_REQUIRED ACTIONS:_
1. List the headings of the news items in the page about Luke Jerram's art below.
2. In the page about Luke Jerram's art below, who created the surround sound composition for Museum of the Moon?
3. Carry on writing the page about Luke Jerram's art below, starting after its final sentence.

_EXCERPT TO READ:_
_ _ _ _ _ _ _

Luke Jerram's multidisciplinary arts practice involves the creation of sculptures, installations and live artworks. Living in the UK but working internationally, Jerram creates art projects which excite and inspire people around the world.
Here is the latest news about his work…
Museum of the Moon
Museum of the Moon is a new touring artwork by Luke Jerram that will be presented in a number of arts and cultural festivals over the coming years. The installation is a fusion of lunar imagery, moonlight and surround sound composition created by BAFTA and Ivor Novello award winning composer Dan Jones.
Measuring seven metres in diameter, the moon features incredibly detailed NASA imagery of the lunar surface. Presented in a number of different ways, as it travels from place to place, it will gather new musical compositions and collect the local moon mythologies and stories, as well as highlighting the latest moon science.
Glass Microbiology in Scotland
A collection of Glass Microbiology artworks is now on display in Brodie Castle, Scotland as part of Findhorn Bay Festival. Made to contemplate the global impact of the disease, the artwork was created as an alternative representation to the artificially coloured imagery of the virus received through the media. Read BBC news story about the show in Scotland.
Jerram’s Glass Microbiology sculptures are in private collections around the world. Museum collections include The Metropolitan Museum NYC, The Corning Museum, The Wellcome Collection, London. Find out more about Glass Microbiology here.
60 Streetpianos across Boston
Play Me, I’m Yours is an installation of street pianos which are located in cities across the world. The pianos are available for any member of the public to play and enjoy. By creating a place of exchange Play Me I’m Yours invites the public to engage with, activate and take ownership of their urban environment.
New Royal Liverpool University Hospital Commission
Royal Liverpool and Broadgreen University Hospitals’ Organ Donation Committee and Royal Liverpool Dialysis Utilities Fund have awarded Luke Jerram the commission to create a Tribute ‘Donation and Transplant’ Artwork. The installation will be on display in the main reception area of the new Royal Liverpool University Hospital, the artwork is due to be unveiled when the new hospital opens. The artwork, will celebrate, remember and give thanks to the generosity of organ and tissue donors and their families.

_ _ _ _ _ _ _

_INFORMATION GIVEN:_
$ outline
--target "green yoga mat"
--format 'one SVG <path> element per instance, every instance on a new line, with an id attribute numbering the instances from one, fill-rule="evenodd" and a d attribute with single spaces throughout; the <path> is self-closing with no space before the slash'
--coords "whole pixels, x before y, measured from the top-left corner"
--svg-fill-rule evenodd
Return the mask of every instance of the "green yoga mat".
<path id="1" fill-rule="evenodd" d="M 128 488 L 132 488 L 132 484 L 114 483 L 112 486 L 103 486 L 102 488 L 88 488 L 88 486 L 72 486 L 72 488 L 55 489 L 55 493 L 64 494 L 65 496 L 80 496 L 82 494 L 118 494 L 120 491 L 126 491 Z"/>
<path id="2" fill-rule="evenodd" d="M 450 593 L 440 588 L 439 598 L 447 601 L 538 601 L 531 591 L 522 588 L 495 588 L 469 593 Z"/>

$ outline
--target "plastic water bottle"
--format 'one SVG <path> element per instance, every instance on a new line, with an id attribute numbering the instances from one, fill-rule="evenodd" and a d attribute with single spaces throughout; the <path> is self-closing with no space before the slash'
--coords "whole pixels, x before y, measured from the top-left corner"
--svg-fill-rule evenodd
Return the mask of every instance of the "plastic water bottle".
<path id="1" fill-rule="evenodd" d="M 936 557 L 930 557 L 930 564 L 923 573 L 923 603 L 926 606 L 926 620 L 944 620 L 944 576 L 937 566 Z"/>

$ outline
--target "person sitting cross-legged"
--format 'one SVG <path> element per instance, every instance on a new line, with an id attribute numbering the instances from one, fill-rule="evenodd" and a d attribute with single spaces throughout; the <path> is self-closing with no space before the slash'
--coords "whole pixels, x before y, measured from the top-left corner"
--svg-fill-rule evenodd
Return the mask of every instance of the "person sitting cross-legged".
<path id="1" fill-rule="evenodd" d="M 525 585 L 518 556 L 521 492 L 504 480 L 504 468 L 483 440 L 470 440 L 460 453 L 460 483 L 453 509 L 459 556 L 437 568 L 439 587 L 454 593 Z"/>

_ _ _ _ _ _ _

_PER-TASK OUTPUTS:_
1.
Museum of the Moon
Glass Microbiology in Scotland
60 Streetpianos across Boston
New Royal Liverpool University Hospital Commission

2. Dan Jones, a BAFTA and Ivor Novello award-winning composer.

3.
The initial design for the artwork consists of a tower of glass etched with personal stories
from organ and tissue donors, recipients and their families. Visitors will be able to sit or stand inside the artwork to contemplate the stories and experience the infinite reflections created by the mirrored ceiling and floor.
This vast 90ft long E.coli sculpture is to be presented in London 22-25th September at ExCel for New Scientist Live.
Bacteria are the simplest form of free living life and they exist everywhere in the world, from the deepest oceans to driest deserts and even in the clouds. Bacteria were the earliest form of life on our planet, and so this artwork could be considered as a curious portrait of our distant ancestors. If there is life on other planets (or moons) in our solar system, it’s likely, it will look like this.
The sculpture was made for the KREBS Fest and first presented at University of Sheffield in 2015.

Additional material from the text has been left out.